RECORDS SUPPLIED ▸
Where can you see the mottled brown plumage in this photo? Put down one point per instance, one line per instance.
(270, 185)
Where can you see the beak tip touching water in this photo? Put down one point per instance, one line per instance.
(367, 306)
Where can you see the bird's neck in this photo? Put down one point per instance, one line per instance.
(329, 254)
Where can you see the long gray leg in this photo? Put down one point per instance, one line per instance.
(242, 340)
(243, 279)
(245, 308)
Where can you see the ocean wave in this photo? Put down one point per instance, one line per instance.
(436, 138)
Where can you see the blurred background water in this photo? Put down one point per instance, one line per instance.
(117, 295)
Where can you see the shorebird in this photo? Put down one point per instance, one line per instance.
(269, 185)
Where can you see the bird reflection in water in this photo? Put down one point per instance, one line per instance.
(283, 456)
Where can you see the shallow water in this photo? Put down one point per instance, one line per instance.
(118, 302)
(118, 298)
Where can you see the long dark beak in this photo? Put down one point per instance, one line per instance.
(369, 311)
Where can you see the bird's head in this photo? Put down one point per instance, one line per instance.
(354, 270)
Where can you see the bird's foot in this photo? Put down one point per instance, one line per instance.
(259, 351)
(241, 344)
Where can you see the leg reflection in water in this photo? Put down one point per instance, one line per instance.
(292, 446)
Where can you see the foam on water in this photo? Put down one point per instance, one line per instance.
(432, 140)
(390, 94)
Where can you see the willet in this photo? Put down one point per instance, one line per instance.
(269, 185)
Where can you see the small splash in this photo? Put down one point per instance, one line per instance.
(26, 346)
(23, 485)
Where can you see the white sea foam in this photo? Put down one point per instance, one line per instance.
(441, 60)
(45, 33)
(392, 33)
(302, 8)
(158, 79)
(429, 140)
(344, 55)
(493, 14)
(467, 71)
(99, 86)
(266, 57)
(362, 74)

WHAT NEEDS TO BE DONE ▸ Lay out all of the data above as a numbered list, omitting any blank lines.

RESULT OF THIS TASK ▸
1. Where can you see the mottled brown plumage in this photo? Put down one point per instance, one line per instance.
2. (270, 185)
3. Where can you see the beak tip touching water in this photo? Put down one point per instance, one line per instance.
4. (367, 306)
5. Where can you see the bird's neck in this photo? Put down one point per instance, one line per instance.
6. (329, 254)
7. Where can you see the long gray leg in this photo? Put down one point per instance, one line per instance.
8. (242, 340)
9. (243, 279)
10. (245, 308)
11. Where can you see the ocean wave in this photo? Put down one point per instance, one line per instance.
12. (436, 138)
13. Where can you see the blurred background water in this photo? Put down one point per instance, one line per instance.
14. (117, 295)
15. Where can you see the shorebird in this photo? Put down one point per instance, one line per instance.
16. (269, 185)
17. Where can you see the bird reflection in water in this photo? Put down one point per instance, one line per instance.
18. (283, 456)
19. Where can you see the shallow water in this photo? Put down one point per instance, one line per instance.
20. (118, 302)
21. (118, 298)
22. Where can you see the long dark beak in this photo? Put down one point per instance, one line per instance.
23. (369, 311)
24. Where can you see the bird's head in this photo? Put down one point per instance, one line per instance.
25. (354, 270)
26. Where can you see the bird's foot in this photo? Put down one point per instance, one line per instance.
27. (259, 351)
28. (241, 344)
29. Where can you see the leg reflection in water in this photo? Put down one point per instance, one line per instance.
30. (292, 446)
31. Where can you see the foam on water in this photo? Put down one point per instance, one line per instance.
32. (432, 140)
33. (390, 94)
34. Where can you see the willet in this photo? Put down one point per instance, one line per instance.
35. (269, 185)
36. Where can you see the small splash in this photo? Put down one point per instance, one line per instance.
37. (26, 346)
38. (23, 485)
39. Where can you see the white sea foam in this photo? Put down one point per instance, one line per instance.
40. (441, 60)
41. (45, 33)
42. (392, 33)
43. (302, 8)
44. (158, 79)
45. (429, 140)
46. (344, 55)
47. (493, 14)
48. (467, 71)
49. (99, 86)
50. (266, 57)
51. (362, 74)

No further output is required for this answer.